* Exercise details: Scan the records below, and wherever a line has the word "woman", pull it out.

* Data supplied:
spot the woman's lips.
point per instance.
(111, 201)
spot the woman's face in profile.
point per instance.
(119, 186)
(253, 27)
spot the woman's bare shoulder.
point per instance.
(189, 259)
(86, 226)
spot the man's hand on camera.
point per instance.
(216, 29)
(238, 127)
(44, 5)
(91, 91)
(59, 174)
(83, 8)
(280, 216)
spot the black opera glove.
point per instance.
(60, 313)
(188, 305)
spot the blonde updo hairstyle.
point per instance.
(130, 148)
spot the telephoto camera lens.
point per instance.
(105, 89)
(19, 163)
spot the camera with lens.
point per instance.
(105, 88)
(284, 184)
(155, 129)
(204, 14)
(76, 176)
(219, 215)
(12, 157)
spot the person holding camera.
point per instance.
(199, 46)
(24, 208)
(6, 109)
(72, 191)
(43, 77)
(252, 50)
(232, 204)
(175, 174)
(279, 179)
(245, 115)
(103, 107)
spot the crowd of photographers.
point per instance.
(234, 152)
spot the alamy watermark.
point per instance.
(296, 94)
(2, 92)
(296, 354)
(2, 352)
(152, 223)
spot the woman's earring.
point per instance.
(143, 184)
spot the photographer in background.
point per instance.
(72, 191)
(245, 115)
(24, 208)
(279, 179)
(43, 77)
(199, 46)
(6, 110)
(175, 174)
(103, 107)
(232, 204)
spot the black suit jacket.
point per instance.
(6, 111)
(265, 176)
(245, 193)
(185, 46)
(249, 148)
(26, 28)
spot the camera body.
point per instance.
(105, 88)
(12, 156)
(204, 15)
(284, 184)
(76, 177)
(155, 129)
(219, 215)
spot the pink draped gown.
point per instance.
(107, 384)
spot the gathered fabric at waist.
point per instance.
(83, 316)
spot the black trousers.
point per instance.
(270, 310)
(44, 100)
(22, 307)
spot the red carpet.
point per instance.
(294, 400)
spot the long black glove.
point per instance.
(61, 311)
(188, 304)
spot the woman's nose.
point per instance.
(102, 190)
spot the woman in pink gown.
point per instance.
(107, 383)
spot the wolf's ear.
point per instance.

* Result of the exercise:
spot the woman's lips.
spot the woman's face in profile.
spot the woman's bare shoulder.
spot the woman's earring.
spot the woman's nose.
spot the woman in pink gown.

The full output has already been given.